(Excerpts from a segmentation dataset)
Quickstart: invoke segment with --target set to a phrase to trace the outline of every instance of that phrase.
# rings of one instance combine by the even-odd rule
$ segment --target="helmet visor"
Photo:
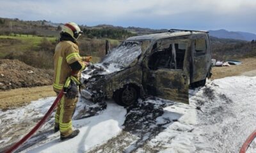
[[[76,39],[77,39],[81,35],[82,35],[83,34],[83,31],[76,31],[75,33],[74,33],[74,37]]]

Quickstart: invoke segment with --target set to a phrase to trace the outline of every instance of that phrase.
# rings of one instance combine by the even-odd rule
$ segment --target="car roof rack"
[[[189,32],[200,32],[200,33],[209,33],[209,31],[194,31],[194,30],[184,30],[184,29],[171,29],[168,30],[170,33],[174,33],[175,31],[189,31]]]

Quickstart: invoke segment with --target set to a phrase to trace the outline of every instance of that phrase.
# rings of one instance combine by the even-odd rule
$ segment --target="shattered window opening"
[[[160,46],[157,52],[153,53],[148,61],[148,67],[151,69],[168,68],[183,69],[184,59],[187,43],[166,42],[166,40],[157,42]]]
[[[195,55],[202,55],[206,53],[207,45],[205,39],[196,39],[195,41]]]
[[[109,63],[115,67],[127,68],[149,46],[150,41],[124,41],[118,47],[113,48],[102,59],[102,63]]]

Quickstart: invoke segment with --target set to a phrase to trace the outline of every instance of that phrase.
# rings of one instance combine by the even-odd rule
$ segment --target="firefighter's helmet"
[[[77,38],[83,34],[78,25],[74,22],[68,22],[64,24],[61,33],[67,33],[74,39]]]

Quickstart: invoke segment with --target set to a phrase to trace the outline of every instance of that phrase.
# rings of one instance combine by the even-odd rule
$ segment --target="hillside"
[[[256,40],[256,34],[241,31],[228,31],[225,29],[209,31],[210,36],[218,38],[234,39],[246,41]]]
[[[36,68],[53,68],[51,57],[62,24],[0,18],[0,35],[2,35],[0,36],[0,58],[19,59]],[[99,61],[105,55],[106,40],[110,41],[113,48],[128,37],[166,31],[106,24],[93,27],[81,25],[80,27],[84,32],[83,36],[79,40],[81,54],[82,55],[93,55],[93,62]],[[216,34],[217,36],[223,36],[226,33],[232,35],[234,39],[211,36],[212,58],[227,60],[256,55],[255,41],[235,40],[240,39],[244,34],[248,36],[253,36],[253,34],[225,30],[210,31],[210,35]],[[246,38],[249,38],[248,36]],[[31,58],[31,55],[33,58]],[[38,60],[42,59],[44,62]]]

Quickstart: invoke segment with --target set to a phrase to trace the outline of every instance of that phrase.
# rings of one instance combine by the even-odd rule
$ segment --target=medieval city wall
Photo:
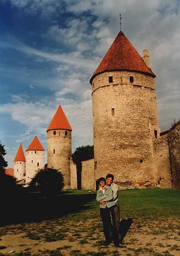
[[[154,79],[107,72],[93,79],[92,88],[96,180],[107,172],[122,189],[154,186],[153,140],[160,136]]]
[[[58,129],[48,131],[47,133],[48,167],[60,171],[64,178],[64,189],[70,189],[71,131]]]
[[[160,188],[171,188],[168,131],[162,134],[159,138],[154,141],[154,160],[156,166],[154,169],[156,185]]]
[[[81,189],[93,190],[95,188],[94,159],[81,162]]]
[[[72,160],[71,160],[70,162],[70,169],[71,189],[76,189],[77,188],[76,165],[75,163],[74,163]]]
[[[172,187],[180,189],[180,121],[170,130],[169,134]]]
[[[25,178],[26,176],[26,162],[16,161],[14,162],[14,176],[17,180]]]
[[[40,169],[44,166],[44,151],[27,150],[26,154],[26,183],[30,182]]]

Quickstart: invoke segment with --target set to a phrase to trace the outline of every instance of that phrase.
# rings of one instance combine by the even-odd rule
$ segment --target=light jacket
[[[101,201],[107,202],[107,204],[102,205],[99,204],[100,208],[105,208],[107,207],[110,208],[115,205],[116,203],[113,201],[113,192],[112,189],[107,186],[105,185],[105,195],[102,189],[99,189],[97,192],[96,200],[99,203]]]

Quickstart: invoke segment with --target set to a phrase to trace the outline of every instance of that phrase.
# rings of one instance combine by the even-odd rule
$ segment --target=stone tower
[[[112,173],[120,188],[155,182],[159,137],[155,75],[120,31],[90,79],[96,180]]]
[[[30,182],[38,170],[44,166],[44,149],[35,136],[26,151],[26,183]]]
[[[17,180],[25,178],[26,159],[23,146],[20,143],[14,160],[14,176]]]
[[[47,130],[47,165],[61,171],[64,188],[70,188],[71,126],[59,105]]]

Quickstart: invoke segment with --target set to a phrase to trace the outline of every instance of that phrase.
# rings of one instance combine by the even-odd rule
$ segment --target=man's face
[[[107,186],[110,186],[113,182],[113,179],[112,178],[107,178],[106,180]]]
[[[102,180],[99,182],[99,185],[101,187],[104,187],[105,186],[105,181],[104,180]]]

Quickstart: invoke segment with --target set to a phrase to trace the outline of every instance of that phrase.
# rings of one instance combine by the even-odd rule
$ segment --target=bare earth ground
[[[61,218],[0,228],[0,255],[179,256],[178,217],[134,219],[120,247],[103,245],[101,220]]]

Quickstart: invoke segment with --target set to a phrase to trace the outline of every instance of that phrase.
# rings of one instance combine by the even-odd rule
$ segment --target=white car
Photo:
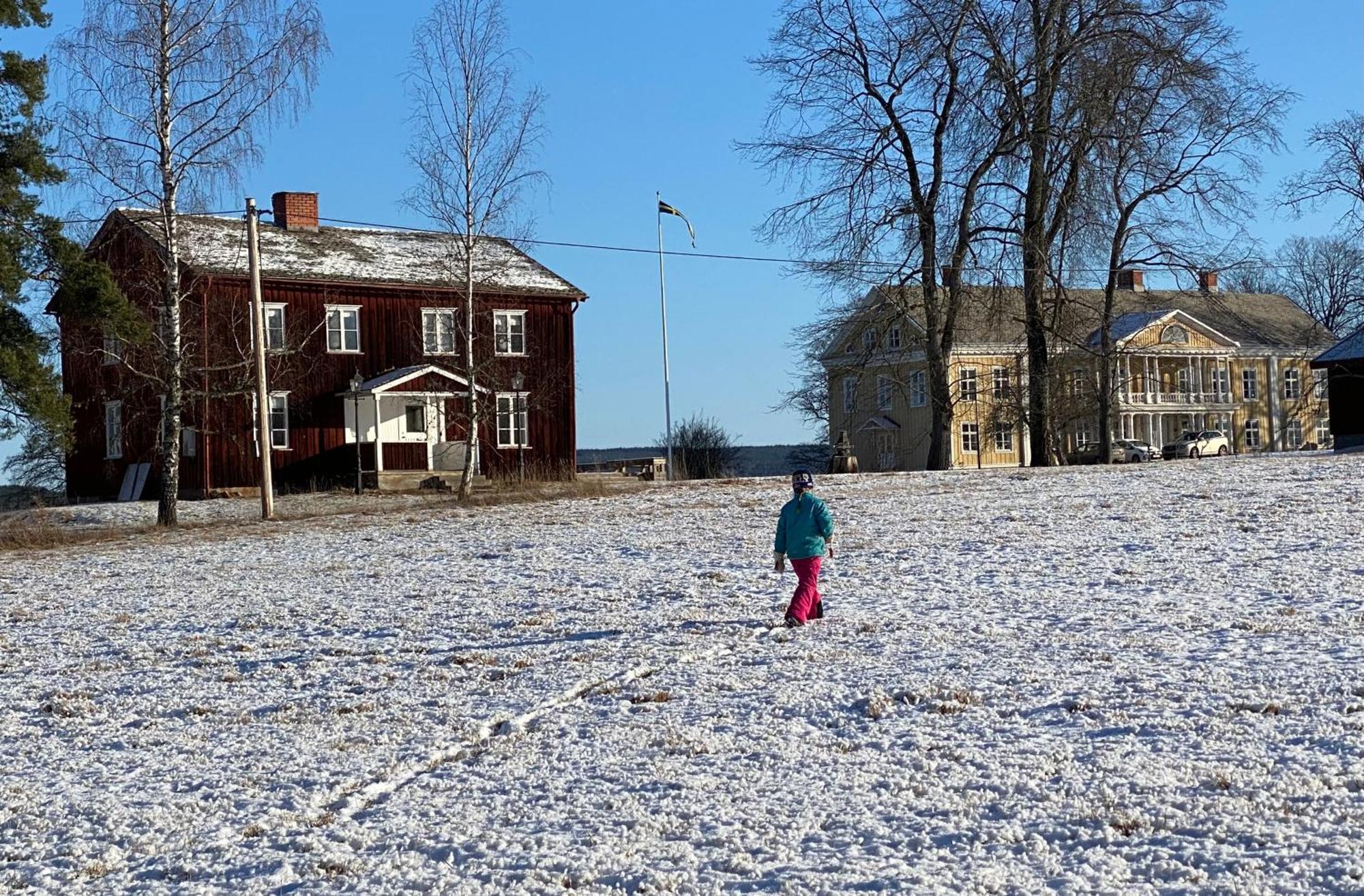
[[[1187,432],[1172,443],[1166,443],[1161,449],[1161,456],[1166,460],[1176,458],[1203,458],[1206,455],[1229,455],[1232,443],[1226,433],[1215,429],[1202,432]]]

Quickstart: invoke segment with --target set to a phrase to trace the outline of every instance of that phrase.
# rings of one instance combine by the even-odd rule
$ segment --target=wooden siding
[[[91,252],[105,260],[130,298],[147,319],[158,293],[158,261],[138,237],[113,233]],[[150,274],[149,274],[150,271]],[[464,374],[460,355],[428,355],[423,343],[423,308],[461,308],[454,290],[386,287],[356,283],[284,282],[262,285],[267,304],[285,306],[285,350],[267,355],[271,392],[288,394],[289,445],[271,452],[276,481],[281,487],[348,483],[355,477],[355,444],[346,441],[341,394],[351,377],[379,376],[396,368],[435,364]],[[188,358],[184,425],[196,430],[198,458],[181,459],[181,493],[194,496],[217,489],[252,487],[258,482],[252,417],[254,383],[250,366],[248,291],[244,278],[207,278],[187,272],[181,332]],[[360,351],[327,351],[326,306],[360,309]],[[205,309],[209,309],[205,313]],[[492,355],[492,309],[525,310],[527,353]],[[573,315],[574,304],[562,297],[480,294],[476,300],[476,380],[490,389],[480,398],[480,455],[486,473],[516,468],[516,449],[496,448],[492,396],[510,391],[520,372],[525,384],[531,447],[527,463],[544,470],[572,470],[576,455]],[[462,320],[462,313],[457,315]],[[75,448],[68,458],[68,493],[72,498],[106,498],[117,493],[123,470],[138,460],[155,462],[154,433],[160,426],[160,394],[147,380],[123,365],[101,365],[91,347],[101,334],[63,325],[63,380],[72,398]],[[397,392],[456,392],[461,387],[446,377],[424,376],[396,387]],[[125,449],[121,460],[104,459],[104,402],[125,403]],[[447,403],[447,438],[462,437],[458,413],[462,399]],[[402,444],[393,456],[421,451],[426,445]],[[385,449],[385,468],[398,468]],[[409,463],[411,460],[401,460]],[[366,458],[372,470],[372,451]],[[160,470],[154,470],[146,494],[154,494]]]

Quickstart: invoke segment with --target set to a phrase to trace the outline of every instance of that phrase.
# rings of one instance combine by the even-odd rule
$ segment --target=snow
[[[1360,892],[1361,474],[821,478],[797,630],[776,479],[4,554],[0,885]]]
[[[140,219],[136,211],[125,214]],[[160,229],[150,219],[143,230],[160,238]],[[261,274],[266,279],[450,286],[464,276],[460,242],[441,233],[366,227],[321,227],[312,233],[271,225],[263,225],[259,233]],[[179,234],[186,263],[202,271],[246,276],[241,218],[186,215],[180,218]],[[495,237],[477,241],[475,281],[484,290],[582,297],[566,279]]]

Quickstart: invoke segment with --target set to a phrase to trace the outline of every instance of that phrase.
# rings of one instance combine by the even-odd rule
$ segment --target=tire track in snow
[[[481,726],[479,726],[477,735],[473,738],[434,750],[426,758],[400,763],[389,768],[382,775],[370,779],[368,783],[338,787],[327,797],[318,801],[314,809],[284,816],[292,821],[292,824],[280,822],[281,816],[273,814],[271,817],[262,818],[254,825],[248,825],[248,829],[254,829],[256,832],[252,836],[259,836],[259,833],[270,831],[276,835],[284,835],[288,837],[306,828],[316,828],[338,820],[349,820],[357,813],[381,803],[391,794],[415,783],[420,778],[430,775],[445,765],[476,758],[477,756],[481,756],[492,749],[494,741],[522,734],[542,718],[557,709],[562,709],[569,704],[577,703],[578,700],[582,700],[584,697],[588,697],[599,690],[612,685],[627,685],[633,681],[638,681],[640,678],[648,678],[677,666],[707,659],[719,659],[722,656],[732,656],[745,645],[764,639],[773,630],[777,629],[754,626],[749,629],[747,637],[741,637],[730,644],[712,647],[709,650],[683,652],[666,662],[640,663],[600,678],[593,678],[592,681],[580,682],[561,692],[555,697],[535,704],[521,715],[486,720]],[[271,818],[274,818],[274,822],[271,822]],[[233,832],[233,837],[240,836],[240,832]]]

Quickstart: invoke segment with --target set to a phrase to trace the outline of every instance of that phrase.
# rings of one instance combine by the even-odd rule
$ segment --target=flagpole
[[[663,315],[663,421],[668,445],[668,482],[672,481],[672,392],[668,384],[668,293],[663,286],[663,193],[655,193],[659,219],[659,312]]]

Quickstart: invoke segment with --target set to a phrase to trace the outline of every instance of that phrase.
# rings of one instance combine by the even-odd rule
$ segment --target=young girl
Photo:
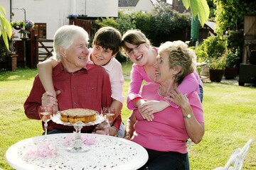
[[[146,35],[139,30],[127,30],[122,36],[121,48],[122,54],[129,57],[134,62],[131,72],[131,82],[127,96],[127,108],[130,110],[139,109],[139,112],[144,119],[152,121],[154,113],[163,110],[170,104],[178,107],[174,103],[170,103],[170,99],[169,99],[170,98],[166,98],[161,101],[149,101],[146,102],[139,94],[144,80],[146,82],[155,80],[154,65],[156,62],[158,48],[151,46]],[[203,82],[196,72],[187,75],[178,89],[183,94],[188,94],[196,90],[202,102]],[[134,115],[134,112],[132,115]],[[127,123],[126,127],[129,127],[129,123]],[[128,134],[129,132],[126,133],[126,135]],[[129,136],[126,137],[130,138]],[[186,159],[186,169],[189,170],[188,154]]]
[[[146,82],[154,81],[155,69],[154,64],[156,62],[158,48],[151,46],[149,40],[139,30],[127,31],[121,42],[122,52],[129,57],[134,62],[131,72],[131,82],[127,96],[128,108],[134,110],[139,108],[140,113],[147,120],[152,120],[153,113],[162,110],[169,106],[169,100],[161,102],[145,102],[138,94],[143,80]],[[189,84],[188,88],[186,84]],[[178,89],[183,93],[190,94],[196,90],[203,100],[203,83],[196,72],[188,74],[179,85]],[[171,104],[175,106],[175,103]]]

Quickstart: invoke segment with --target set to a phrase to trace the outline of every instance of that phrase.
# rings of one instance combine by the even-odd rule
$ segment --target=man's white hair
[[[60,61],[61,55],[58,50],[58,47],[61,46],[65,50],[68,49],[78,37],[83,38],[88,42],[88,33],[82,27],[67,25],[58,28],[53,38],[53,57]]]

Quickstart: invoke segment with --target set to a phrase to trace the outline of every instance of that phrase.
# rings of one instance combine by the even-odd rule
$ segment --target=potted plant
[[[14,21],[14,22],[11,22],[11,25],[14,29],[21,30],[24,27],[25,23],[23,21],[21,22]]]
[[[226,55],[213,58],[208,63],[209,67],[209,79],[210,81],[220,82],[226,64]]]
[[[238,76],[238,67],[236,64],[240,58],[240,53],[239,47],[226,50],[226,65],[224,74],[226,79],[233,79]]]

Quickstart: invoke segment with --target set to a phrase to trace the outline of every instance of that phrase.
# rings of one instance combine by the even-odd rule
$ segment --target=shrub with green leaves
[[[203,60],[207,61],[220,57],[224,54],[227,45],[219,36],[210,36],[204,40],[200,48],[206,53],[206,56],[204,56],[206,58]]]

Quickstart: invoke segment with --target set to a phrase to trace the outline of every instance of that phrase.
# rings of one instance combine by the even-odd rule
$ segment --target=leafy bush
[[[208,37],[204,40],[200,48],[206,53],[203,61],[209,59],[217,59],[220,57],[227,48],[226,43],[219,36]]]
[[[229,49],[225,52],[226,55],[226,67],[235,67],[240,58],[241,52],[240,48]]]
[[[226,65],[226,57],[227,56],[223,55],[218,58],[210,59],[208,66],[211,69],[220,69],[223,70]]]

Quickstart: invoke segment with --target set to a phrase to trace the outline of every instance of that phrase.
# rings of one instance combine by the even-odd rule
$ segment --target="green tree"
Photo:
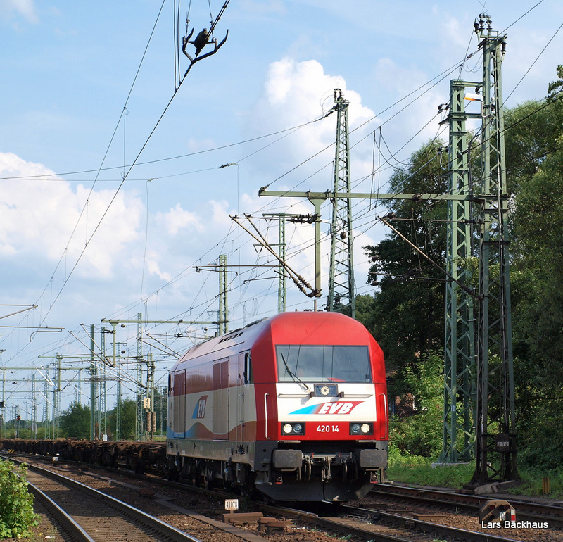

* Exercise: Please pull out and copy each line above that contains the string "helmet". Case counts.

* Response below:
$ segment --target="helmet visor"
$ segment --target="firefighter's helmet"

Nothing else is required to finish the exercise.